*Data lines*
-=-=-

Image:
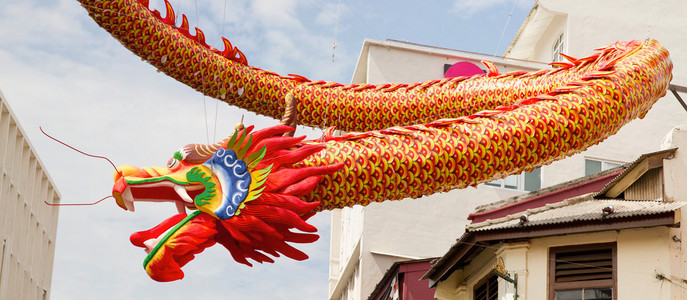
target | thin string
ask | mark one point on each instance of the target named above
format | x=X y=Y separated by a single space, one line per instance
x=336 y=30
x=84 y=153
x=504 y=29
x=76 y=204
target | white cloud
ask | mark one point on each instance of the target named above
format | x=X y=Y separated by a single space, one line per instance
x=465 y=9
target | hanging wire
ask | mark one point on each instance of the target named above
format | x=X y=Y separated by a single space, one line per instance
x=336 y=30
x=504 y=29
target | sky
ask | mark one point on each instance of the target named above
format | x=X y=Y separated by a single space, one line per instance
x=59 y=70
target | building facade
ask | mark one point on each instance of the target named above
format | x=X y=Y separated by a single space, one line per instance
x=27 y=225
x=366 y=241
x=624 y=241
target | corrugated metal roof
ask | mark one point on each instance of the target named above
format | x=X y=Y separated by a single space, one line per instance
x=661 y=154
x=582 y=208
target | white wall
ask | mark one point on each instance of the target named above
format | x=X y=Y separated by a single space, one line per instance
x=591 y=24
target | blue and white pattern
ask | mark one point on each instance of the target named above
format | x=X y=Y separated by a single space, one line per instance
x=234 y=178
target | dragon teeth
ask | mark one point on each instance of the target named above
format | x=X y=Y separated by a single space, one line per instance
x=183 y=194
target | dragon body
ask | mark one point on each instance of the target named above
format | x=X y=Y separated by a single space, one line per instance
x=252 y=189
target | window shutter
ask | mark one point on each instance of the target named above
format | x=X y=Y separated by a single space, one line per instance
x=584 y=265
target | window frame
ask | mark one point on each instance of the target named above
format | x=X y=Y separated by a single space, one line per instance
x=603 y=283
x=520 y=185
x=604 y=164
x=484 y=282
x=558 y=48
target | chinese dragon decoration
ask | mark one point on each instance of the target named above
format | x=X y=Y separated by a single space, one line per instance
x=254 y=191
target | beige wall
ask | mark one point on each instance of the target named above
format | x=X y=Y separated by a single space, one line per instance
x=27 y=225
x=412 y=228
x=642 y=253
x=589 y=24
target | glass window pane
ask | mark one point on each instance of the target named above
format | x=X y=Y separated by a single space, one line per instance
x=496 y=183
x=591 y=167
x=569 y=295
x=598 y=294
x=533 y=180
x=511 y=182
x=610 y=165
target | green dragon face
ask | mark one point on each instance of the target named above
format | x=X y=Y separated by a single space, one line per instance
x=227 y=185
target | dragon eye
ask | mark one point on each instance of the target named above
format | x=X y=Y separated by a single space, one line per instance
x=172 y=163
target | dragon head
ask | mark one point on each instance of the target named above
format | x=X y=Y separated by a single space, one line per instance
x=244 y=192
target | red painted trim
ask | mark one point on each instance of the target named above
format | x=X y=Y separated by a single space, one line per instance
x=593 y=185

-=-=-

*CHALLENGE*
Rewrite every line of the items above as a numbered list, skipping any blank lines. Leave the pictures out.

*FULL OUTPUT*
1. Image:
2. target | thin string
3. ask | mark one point on each instance of the target named above
4. format | x=X y=Y separated by a single space, one line per instance
5. x=336 y=30
6. x=84 y=153
7. x=504 y=29
8. x=76 y=204
9. target | white cloud
10. ask | mark one point on each instance of the target named above
11. format | x=X y=Y separated by a single space, one line per instance
12. x=465 y=9
13. target | hanging wire
14. ask | mark one point on each instance of the target named above
15. format | x=X y=Y separated by a single space, one line per instance
16. x=336 y=30
17. x=504 y=29
18. target | sky
19. ask | mark one point on each instance of the target named above
20. format | x=X y=Y separated by a single space, one line per instance
21. x=59 y=70
22. target | building facade
23. ask | mark one point on each instance of the target named above
24. format | x=X y=Y separated by a single space, one line per instance
25. x=27 y=225
26. x=366 y=241
27. x=624 y=241
28. target | corrugated metal roof
29. ask | mark one point on each instance of the target named above
30. format | x=X y=Y separated by a single space, one line per instance
31. x=661 y=154
32. x=582 y=208
33. target | white wall
34. ask | mark one point on each instance of the target named above
35. format | x=X y=Y separated by a single space, one line per instance
36. x=591 y=24
37. target | blue and white pattern
38. ask | mark one point on each instance of the target named above
39. format | x=X y=Y separated by a single space, one line per instance
40. x=234 y=178
41. target | dragon teeth
42. ask | mark one point on each instance of the target named above
43. format | x=X y=Y separated by a single space, one line per instance
44. x=183 y=194
45. target | dragon body
46. ask | mark one point on each instance of the target named above
47. format | x=X y=Y separated by a single space, one line per instance
48. x=252 y=189
49. target | window shutter
50. ask | mark one point on each instance of the target named above
51. format | x=X y=Y separated by a single space, one line per instance
52. x=584 y=265
53. target | window frame
54. ask | mark one point on each instance of the target named above
55. format | x=X y=Y separated by a single space, one line per instance
56. x=603 y=283
57. x=520 y=185
58. x=604 y=164
59. x=484 y=282
60. x=558 y=48
61. target | chinese dragon decoration
62. ask | mark one point on each instance of the target named above
63. format | x=X y=Y separated by a single space, one line per instance
64. x=254 y=191
65. target | beige wall
66. ask | mark one point on each instance of the target named above
67. format | x=X y=Y separated by a single space, one line per instance
68. x=27 y=225
69. x=412 y=228
70. x=642 y=253
71. x=589 y=24
72. target | glass window pane
73. ask | mark one point on each instance of the target named above
74. format | x=X y=Y separated by a single space, one line per instance
75. x=496 y=183
76. x=591 y=167
77. x=569 y=295
78. x=598 y=294
79. x=533 y=180
80. x=511 y=182
81. x=610 y=165
82. target | green dragon face
83. ask | mark one point on each instance of the target named above
84. format | x=X y=Y separated by a single space, one line per instance
85. x=227 y=185
86. target | dragon eye
87. ask | mark one point on each instance of the target named above
88. format | x=X y=Y separated by a single space, one line per instance
89. x=172 y=163
90. target | dragon head
91. ask | mark one point on each instance of the target named above
92. format | x=X y=Y separated by a single space, one line per instance
93. x=244 y=192
94. target | red painted trim
95. ask | mark one point on each instance of the target named above
96. format | x=X y=Y separated by a single space, one line per instance
97. x=593 y=185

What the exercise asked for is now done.